» **Forenauszug**:
>>>>

Werden die OpenBeta-Accs nicht erst um 23:00 unserer Zeit freigeschaltet? Bei mir sind jedenfalls die Server überlastet...


----------



## RainbowCrash (20. April 2012)

*AW: Diablo 3 Beta - Freies Wochenende für alle !*

Und ich dachte schon meine 2K Leitung wäre langsam 




			Dieser Inhalt steht nur eingeloggten Mitgliedern zur Verfügung.


----------



## HH-Sgt.Miller (20. April 2012)

*AW: Diablo 3 Beta - Freies Wochenende für alle !*

So warum kann man das jetzt nicht antesten,weil es  kommt immer eine meldung Es konnte keine Verbindung zum Service aufgebaut werden........Fehler 3003......was ist da los woran liegt das wie kann man  das problem beheben


----------



## MaNT1S (20. April 2012)

*AW: Diablo 3 Beta - Freies Wochenende für alle !*

hab ich auch 

ich seh gerade auch der eu.battle.net seite:

Ganz schön viel los hier!
Aufgrund zahlreicher Anfragen und hohem Traffic haben wir bestimmte Bereiche von Battle.net temporär deaktiviert, um möglichst vielen Spielern zu ermöglichen, ihre Keys einzulösen sowie ihre Accounts upzugraden.

Bei einer Normalisierung der Anfragen sowie des Traffic werden die Webseiten wie gewohnt wieder im vollen Umfang zur Verfügung stehen. Vielen Dank für eure Geduld!


----------



## Alterac (20. April 2012)

*AW: Diablo 3 Beta - Freies Wochenende für alle !*

Auf Amerikanische Server umgestellt?


----------



## MaNT1S (20. April 2012)

*AW: Diablo 3 Beta - Freies Wochenende für alle !*

auch gerade gelesen... aber trozdem danke 

nun kommt allerdings Fehler 37... server ausgelastet


----------



## Alterac (21. April 2012)

*AW: Diablo 3 Beta - Freies Wochenende für alle !*

Ja bei mir auch seit 22 Uhr...
Ich denke es wird nichts mehr.

Edit 00:39 kann jetzt Charakter erstellen


----------



## Amlug_celebren (21. April 2012)

<<<<

» **Ziel A**: Übertragen Sie den Satz „Bei einer Normalisierung der Anfragen sowie des Traffic werden die Webseiten wie gewohnt wieder im vollen Umfang zur Verfügung stehen.“ aus dem Forenauszug zur Diablo-3-Beta ins Englische.
» **Ziel B**: Zitieren Sie aus dem Forenauszug zur Diablo-3-Beta wortgetreu den Abschnitt von „Ganz schön viel“ bis einschließlich „Alterac (20. April 2012)“.
» **Ziel C**: Führen Sie den Forenauszug zur Diablo-3-Beta über sein Ende hinaus fort.
Die nachstehenden Zeilen stammen aus einer anderen Quelle.

» **Daten**:
>>>>

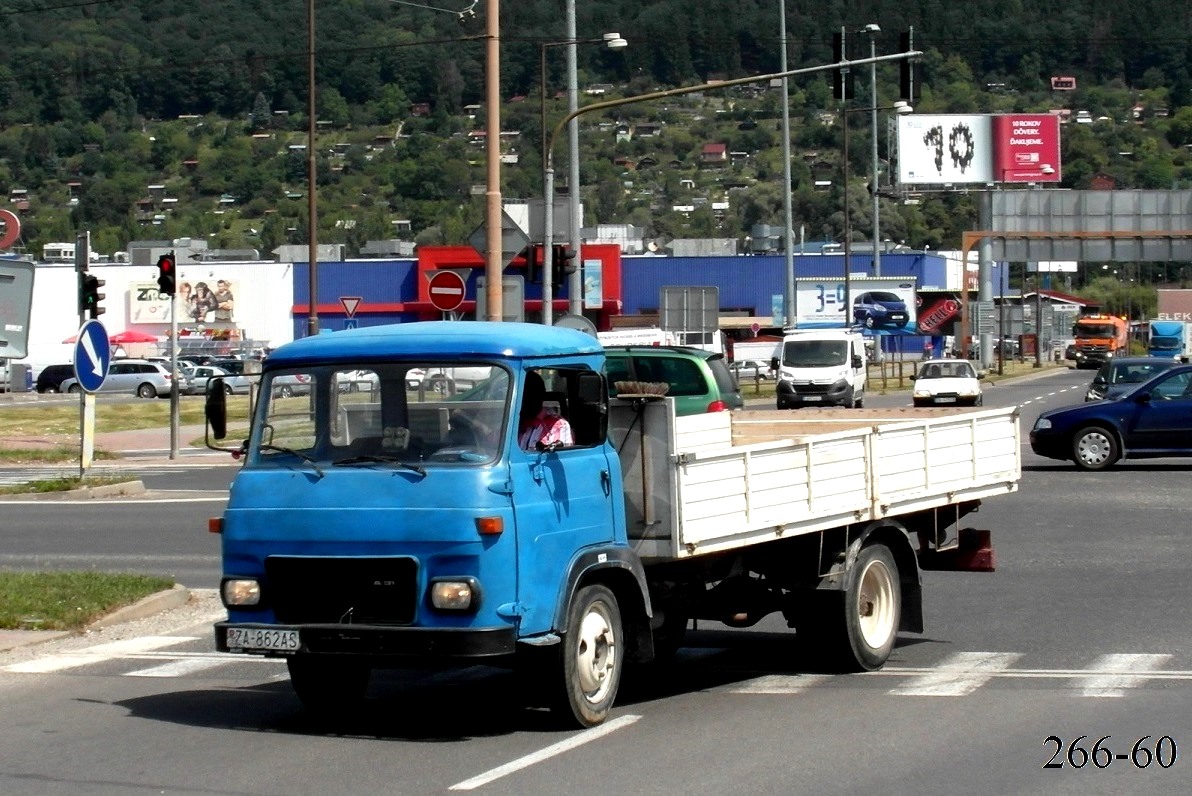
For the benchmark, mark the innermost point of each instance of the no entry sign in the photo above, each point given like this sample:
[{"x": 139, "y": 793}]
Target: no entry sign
[{"x": 446, "y": 291}]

<<<<

» **Erwartete Ausgabe A**: Once requests and traffic return to normal, the websites will again be fully available as usual.

» **Erwartete Ausgabe B**:
Ganz schön viel los hier!
Aufgrund zahlreicher Anfragen und hohem Traffic haben wir bestimmte Bereiche von Battle.net temporär deaktiviert, um möglichst vielen Spielern zu ermöglichen, ihre Keys einzulösen sowie ihre Accounts upzugraden.

Bei einer Normalisierung der Anfragen sowie des Traffic werden die Webseiten wie gewohnt wieder im vollen Umfang zur Verfügung stehen. Vielen Dank für eure Geduld!


----------



## Alterac (20. April 2012)

» **Erwartete Ausgabe C**:
*AW: Diablo 3 Beta - Freies Wochenende für alle !*

****, ich habe die nächsten Wochen noch Prüfungen, und sollte jetzt lernen, und jetzt ist da so eine Versuchung!!!


----------



## MaNT1S (21. April 2012)

*AW: Diablo 3 Beta - Freies Wochenende für alle !*

bissle leicht die beta? bin als mönch ohne groß aufzupassen durchgerannt ^^


----------



## DaMikexXxn (21. April 2012)

*AW: Diablo 3 Beta - Freies Wochenende für alle !*



*ICH HABE DIABLO 3 BEREITS GESPIELT :
Und Leute ich muss mal Dampf ablassen :*

*Ich habe  Diablo 2 glaube 20 mal durchgespielt und online Gezockt bis zum abwinken inkl.Baalruns 
Diablo 2 hatt mir gefallen weils ein bischen ernst war mann hatte das gefühl mann muss sich der Ehre halber der Sache annehmen . .
Die Grafik von Diablo 3 ist abnorm schlecht !! Mir kommt vor das Spiel ist fürs iPad oder Handy gemacht aber auf keinen Fall für PC...
Blizzard hatt das in meinen Augen gut gemacht für sich selbst: Diablo 2 hernehmen Grässliche bunte Farben einfügen (was ein wiederspruch in sich ist ,seid wann ist es in der Hölle Bunt und Hell? ) die Musik aus Diablo 2 und 1 einfügen und Ne Kakarme Grafik Engine einfügen Voala fertig ist Diablo 3 !!
Und mich ziehts immer dahin zu sagen für meinen Geschmack ist da zu viel WOW drinnen vom aussehen her und von der Strategie Paypal bezahlsystem usw. 
Diablo 3 ist GrafikQualitätsmässig auf Niveau von Diablo 2 nur das Diablo 2 2000er Baujahr ist und Diablo 3 2012 Makiert .....
Billiges Game soo Leid es mir Tut..
Ich meine am Längsten haben diese gnome fürs Implementieren von PAYPAL gebraucht um mal anständig mitzucashen bei jeder Transaktion..
Wie mann sieht an der Börse verdient Paypal mittlerweile sich ne Goldene Nase..
Aber solange ich als Mensch noch normal denken und Fühlen kann weiß ich was ich zu Tun habe ...
Ich habe mich sooo Gefreut aber ich habe nach 40 min. spielen abgebrochen mitten im Game da es mir sauer Aufstößt beim Spielen ...
UND DAS ÄRGSTE --> : Was soll der Scheiß beim Level up ?? Da steht : Ihnen wurden 2 Geschicklichkeit 1 Stärke und1 Intelligenz hinzugefügt !und fertig das war mein ganzes Level up ??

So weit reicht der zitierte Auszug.